# [Task to carry out]
The records that follow must be reproduced in full, exactly as written.

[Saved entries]
========

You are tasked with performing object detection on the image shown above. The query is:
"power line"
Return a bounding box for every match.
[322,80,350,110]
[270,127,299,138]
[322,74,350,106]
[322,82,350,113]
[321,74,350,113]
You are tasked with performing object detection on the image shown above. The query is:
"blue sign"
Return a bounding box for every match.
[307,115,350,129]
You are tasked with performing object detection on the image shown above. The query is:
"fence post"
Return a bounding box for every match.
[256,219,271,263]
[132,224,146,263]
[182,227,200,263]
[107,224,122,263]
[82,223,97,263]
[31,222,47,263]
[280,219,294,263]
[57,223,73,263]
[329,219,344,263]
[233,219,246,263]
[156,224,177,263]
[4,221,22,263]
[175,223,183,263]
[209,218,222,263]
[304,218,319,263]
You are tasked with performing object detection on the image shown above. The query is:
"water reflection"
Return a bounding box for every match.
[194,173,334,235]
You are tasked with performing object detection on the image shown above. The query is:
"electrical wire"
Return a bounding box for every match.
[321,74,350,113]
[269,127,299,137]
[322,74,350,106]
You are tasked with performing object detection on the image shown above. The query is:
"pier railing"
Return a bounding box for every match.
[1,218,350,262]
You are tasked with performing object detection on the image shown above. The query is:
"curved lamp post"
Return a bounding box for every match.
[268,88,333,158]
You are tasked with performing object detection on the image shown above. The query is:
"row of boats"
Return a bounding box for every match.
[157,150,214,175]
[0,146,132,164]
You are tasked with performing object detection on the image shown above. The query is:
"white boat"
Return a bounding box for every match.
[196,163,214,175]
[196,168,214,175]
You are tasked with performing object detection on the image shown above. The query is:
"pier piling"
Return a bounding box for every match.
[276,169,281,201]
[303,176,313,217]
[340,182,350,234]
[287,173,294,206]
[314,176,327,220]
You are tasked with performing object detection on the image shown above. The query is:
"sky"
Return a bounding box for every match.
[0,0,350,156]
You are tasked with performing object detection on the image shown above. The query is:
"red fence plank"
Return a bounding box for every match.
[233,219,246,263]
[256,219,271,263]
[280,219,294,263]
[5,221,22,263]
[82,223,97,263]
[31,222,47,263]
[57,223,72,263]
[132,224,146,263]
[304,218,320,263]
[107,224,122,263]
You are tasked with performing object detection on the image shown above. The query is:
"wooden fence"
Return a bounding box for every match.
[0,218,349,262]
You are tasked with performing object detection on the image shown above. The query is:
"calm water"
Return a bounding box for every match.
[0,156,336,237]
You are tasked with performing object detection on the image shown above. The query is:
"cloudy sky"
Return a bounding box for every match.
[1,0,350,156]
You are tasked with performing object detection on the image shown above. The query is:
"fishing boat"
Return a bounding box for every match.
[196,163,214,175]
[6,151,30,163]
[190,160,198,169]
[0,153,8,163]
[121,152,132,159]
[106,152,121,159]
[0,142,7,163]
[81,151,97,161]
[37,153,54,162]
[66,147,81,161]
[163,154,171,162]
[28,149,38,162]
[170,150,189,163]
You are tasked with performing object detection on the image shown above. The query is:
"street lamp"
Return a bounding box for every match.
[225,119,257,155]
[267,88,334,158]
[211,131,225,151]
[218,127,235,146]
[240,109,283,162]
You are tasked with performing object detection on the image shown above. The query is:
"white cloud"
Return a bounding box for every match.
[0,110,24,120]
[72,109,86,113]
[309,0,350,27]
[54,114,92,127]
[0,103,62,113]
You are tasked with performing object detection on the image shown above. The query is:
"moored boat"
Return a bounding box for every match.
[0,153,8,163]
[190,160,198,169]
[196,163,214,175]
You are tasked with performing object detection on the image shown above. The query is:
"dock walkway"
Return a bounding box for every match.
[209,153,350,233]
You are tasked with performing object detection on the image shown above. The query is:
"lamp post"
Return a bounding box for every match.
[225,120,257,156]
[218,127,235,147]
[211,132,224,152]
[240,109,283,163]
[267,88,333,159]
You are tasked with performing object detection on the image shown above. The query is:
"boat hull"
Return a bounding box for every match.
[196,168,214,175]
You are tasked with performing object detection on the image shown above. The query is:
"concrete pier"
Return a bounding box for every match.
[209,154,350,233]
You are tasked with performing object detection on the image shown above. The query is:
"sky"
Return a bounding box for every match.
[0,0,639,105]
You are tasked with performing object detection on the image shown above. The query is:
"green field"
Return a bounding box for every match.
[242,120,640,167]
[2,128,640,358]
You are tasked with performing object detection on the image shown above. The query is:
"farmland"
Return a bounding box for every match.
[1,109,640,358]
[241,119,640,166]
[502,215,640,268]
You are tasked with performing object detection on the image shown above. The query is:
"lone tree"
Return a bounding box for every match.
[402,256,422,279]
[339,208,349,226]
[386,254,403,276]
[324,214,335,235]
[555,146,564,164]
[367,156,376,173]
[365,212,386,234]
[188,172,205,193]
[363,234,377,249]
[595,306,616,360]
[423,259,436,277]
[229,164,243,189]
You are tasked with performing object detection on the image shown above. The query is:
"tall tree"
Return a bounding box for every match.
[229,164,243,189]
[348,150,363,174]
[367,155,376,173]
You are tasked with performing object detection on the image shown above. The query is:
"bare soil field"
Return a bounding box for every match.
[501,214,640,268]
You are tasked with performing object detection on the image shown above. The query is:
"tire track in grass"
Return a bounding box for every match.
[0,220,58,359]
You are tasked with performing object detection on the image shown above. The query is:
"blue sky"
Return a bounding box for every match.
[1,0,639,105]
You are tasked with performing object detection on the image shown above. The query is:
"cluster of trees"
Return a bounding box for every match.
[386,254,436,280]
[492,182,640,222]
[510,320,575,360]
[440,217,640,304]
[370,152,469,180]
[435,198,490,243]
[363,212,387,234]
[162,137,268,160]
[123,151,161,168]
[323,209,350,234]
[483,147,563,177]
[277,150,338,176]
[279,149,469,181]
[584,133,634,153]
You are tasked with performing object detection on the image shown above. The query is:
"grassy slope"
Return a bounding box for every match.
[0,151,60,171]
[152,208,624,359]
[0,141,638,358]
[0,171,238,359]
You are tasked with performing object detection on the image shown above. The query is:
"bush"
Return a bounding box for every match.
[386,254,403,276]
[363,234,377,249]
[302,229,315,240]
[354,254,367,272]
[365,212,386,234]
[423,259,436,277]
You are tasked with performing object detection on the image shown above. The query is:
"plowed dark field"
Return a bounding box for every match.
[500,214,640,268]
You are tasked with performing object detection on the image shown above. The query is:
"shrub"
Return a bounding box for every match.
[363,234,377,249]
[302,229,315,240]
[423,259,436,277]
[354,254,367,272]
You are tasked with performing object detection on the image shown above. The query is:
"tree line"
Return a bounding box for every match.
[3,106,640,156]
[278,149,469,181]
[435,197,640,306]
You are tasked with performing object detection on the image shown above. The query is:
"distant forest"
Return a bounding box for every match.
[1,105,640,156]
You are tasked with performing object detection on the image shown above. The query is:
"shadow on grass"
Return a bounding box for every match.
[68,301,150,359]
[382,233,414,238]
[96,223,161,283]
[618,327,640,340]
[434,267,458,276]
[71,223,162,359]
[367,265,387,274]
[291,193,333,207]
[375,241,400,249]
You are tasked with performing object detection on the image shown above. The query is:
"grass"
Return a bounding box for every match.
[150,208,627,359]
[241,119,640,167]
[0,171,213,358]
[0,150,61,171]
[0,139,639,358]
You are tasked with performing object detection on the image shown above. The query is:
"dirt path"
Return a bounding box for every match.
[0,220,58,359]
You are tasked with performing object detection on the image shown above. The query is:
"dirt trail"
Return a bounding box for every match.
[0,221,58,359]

========

# [Written solution]
You are tasked with performing object detection on the image shown above. The query is:
"power line"
Return a bounding box for every match.
[322,80,350,110]
[270,127,299,138]
[322,74,350,106]
[322,82,350,113]
[321,74,350,113]
You are tasked with performing object detection on the image shown above. The query is:
"blue sign"
Return a bounding box for every match.
[307,115,350,129]
You are tasked with performing object detection on the image shown above. The query is:
"fence post"
Return a bounding box for every match.
[256,219,271,263]
[132,224,146,263]
[182,227,200,263]
[107,224,122,263]
[82,223,97,263]
[31,222,47,263]
[280,219,294,263]
[57,223,73,263]
[329,219,344,263]
[233,219,246,263]
[156,224,177,263]
[4,221,22,263]
[175,223,183,263]
[209,218,222,263]
[304,218,319,263]
You are tasked with performing object detection on the image shown above. The query is:
"water reflection"
Return a bounding box for every match.
[194,173,334,235]
You are tasked with performing object detection on the image shown above. The query is:
"electrical wire"
Return a bounding box for every match.
[321,74,350,113]
[269,127,299,137]
[322,74,350,106]
You are tasked with performing object detection on the image shown above. The query is:
"pier railing"
Return a bounding box for every match.
[1,218,350,262]
You are tasked with performing object detection on the image shown above. The query is:
"curved lamp post"
Return a bounding box for every match.
[268,88,333,158]
You are tasked with performing object detection on the image shown above. The query is:
"row of boats"
Return a bounding box for every match.
[157,150,214,175]
[0,146,132,164]
You are tasked with performing object detection on the image shown above. The query is:
"white boat"
Return a bounding box for every match.
[196,163,214,175]
[196,168,214,175]
You are tasked with performing object detection on the image shown above. The query is:
"pier piling"
Return a bounding box for every match.
[276,169,281,201]
[303,176,313,217]
[340,182,350,234]
[287,173,294,206]
[314,176,327,220]
You are tasked with performing object detection on the image shown above. The query is:
"sky"
Return a bounding box for every match.
[0,0,350,156]
You are tasked with performing object detection on the image shown above. The query is:
"red fence plank"
Return a bounding box for every match.
[233,219,246,263]
[256,219,271,263]
[280,219,294,263]
[5,221,22,263]
[82,223,97,263]
[31,222,47,263]
[57,223,72,263]
[132,224,146,263]
[304,218,320,263]
[107,224,122,263]
You are tasked with performing object detection on the image shown above. The query is:
"wooden fence"
Return a bounding box for every match.
[0,218,349,262]
You are tasked with performing object detection on the image shown above. The query is:
"calm water"
Return a bounding box for every match.
[0,156,336,237]
You are tasked with performing object detection on the image shown above. The query is:
"cloudy sky"
Return a bounding box for every match.
[1,0,350,156]
You are tasked with performing object detection on the image shown above. The query is:
"fishing boat"
Return a bounding box for every match.
[196,163,214,175]
[6,151,30,163]
[190,160,198,169]
[0,153,8,163]
[121,152,132,159]
[106,152,121,159]
[0,142,7,163]
[81,151,97,161]
[37,153,54,162]
[66,147,81,161]
[163,154,171,162]
[28,149,38,162]
[170,150,189,163]
You are tasked with performing object detection on the image shown above. The query is:
"street lamp"
Return a bounding box for every match.
[225,119,257,155]
[267,88,334,158]
[211,131,225,151]
[218,127,235,146]
[240,109,283,162]
You are tasked with performing object detection on the image shown above. The query is:
"white cloud"
Return a bounding box for every match.
[0,110,24,120]
[72,109,86,113]
[309,0,350,27]
[54,114,92,127]
[0,103,62,113]
You are tasked with performing object detection on the image shown above. The query is:
"moored boat"
Return a bounding box for every match.
[0,153,8,163]
[190,160,198,169]
[196,163,214,175]
You are tasked with performing object detection on the image shown above. The query is:
"dock walkway"
Return a bounding box for every match.
[209,153,350,233]
You are tasked with performing object detection on the image shown above. The query is:
"lamp post"
Return a bounding box for every match.
[225,120,257,156]
[218,127,235,147]
[211,132,224,152]
[240,109,283,163]
[267,88,333,159]
You are tasked with performing object detection on the image shown above. The query is:
"boat hull"
Return a bounding box for every match.
[196,168,214,175]
You are tasked with performing object detection on the image shown above. The query is:
"concrete pier"
Return a bounding box for every match.
[209,154,350,233]
You are tasked with performing object detection on the image shown above. The query is:
"sky"
Return a bounding box for every match.
[0,0,639,105]
You are tasked with performing object detection on the image shown above. The query is:
"green field"
Return a bounding box for every match.
[242,120,640,167]
[2,128,640,358]
You are tasked with performing object detection on the image shown above. The query is:
"farmland"
Return a bounding box for every match.
[1,109,640,358]
[241,119,640,166]
[502,215,640,268]
You are tasked with performing object detection on the image shown above. The query is:
"lone tree"
Return a bounding box for every match.
[402,256,422,279]
[339,208,349,226]
[386,254,403,276]
[324,214,335,235]
[555,146,564,164]
[367,156,376,173]
[365,212,386,234]
[188,172,205,193]
[363,234,377,249]
[595,306,616,360]
[423,259,436,277]
[229,164,243,189]
You are tasked with performing object detection on the image shown above. The query is:
"tall tree"
Return a bounding box for every match.
[229,164,243,189]
[348,150,363,174]
[367,155,376,173]
You are tasked with performing object detection on the image shown above. The query is:
"bare soil field"
Return a bounding box for every match.
[501,214,640,268]
You are tasked with performing object detection on the image shown above. The query is:
"tire track in grass"
Return a bounding box for every match.
[0,220,58,359]
You are tasked with performing object detection on the image shown above. The query is:
"blue sky"
Return a bounding box for every match.
[1,0,639,105]
You are tasked with performing object detection on the image shown above. The query is:
"cluster of trees"
Return a bounding box for every match.
[386,254,436,280]
[492,182,640,222]
[510,320,575,360]
[440,217,640,304]
[370,152,469,180]
[435,198,490,243]
[363,212,387,234]
[162,137,268,160]
[123,151,161,168]
[323,209,350,234]
[483,147,563,177]
[277,150,338,176]
[279,149,469,181]
[584,133,634,153]
You are tasked with performing object detection on the image shown above. The query is:
"grassy slope"
Return a bounding box for every match.
[0,151,60,171]
[152,208,624,359]
[0,141,638,358]
[0,171,238,359]
You are tasked with performing object detection on the image shown above. The query is:
"bush"
Return a bounding box for every match.
[386,254,403,276]
[363,234,377,249]
[302,229,315,240]
[354,254,367,272]
[365,212,386,234]
[423,259,436,277]
You are tasked with performing object detection on the image shown above. The query is:
"plowed dark field"
Return a bounding box for every match.
[500,214,640,268]
You are tasked with performing object detection on the image shown above. The query is:
"shrub"
Return a bounding box for every match.
[363,234,377,249]
[302,229,315,240]
[423,259,436,277]
[354,254,367,272]
You are tasked with performing object detection on the image shown above. The query is:
"tree line"
Return a bounding box for every match.
[3,106,640,156]
[278,149,469,181]
[435,197,640,306]
You are tasked with performing object detection on the image shown above. The query is:
"distant forest"
Return a bounding box for every match.
[1,105,640,156]
You are tasked with performing object detection on the image shown above. The query is:
"shadow on grass"
Return a bounding box for every match.
[68,301,150,359]
[382,233,414,238]
[96,223,161,283]
[618,327,640,340]
[434,267,458,276]
[71,223,162,359]
[367,265,387,274]
[291,193,333,207]
[375,241,400,249]
You are tasked with performing object detection on the image shown above. The query is:
"grass"
Return a bounding box for every match.
[150,208,627,359]
[241,119,640,167]
[0,171,213,358]
[0,150,61,171]
[0,139,639,358]
You are tasked with performing object detection on the image shown above. The query is:
"dirt path"
Return a bounding box for every match.
[0,220,58,359]
You are tasked with performing object detection on the image shown above. The query is:
"dirt trail"
Return a bounding box for every match.
[0,221,58,359]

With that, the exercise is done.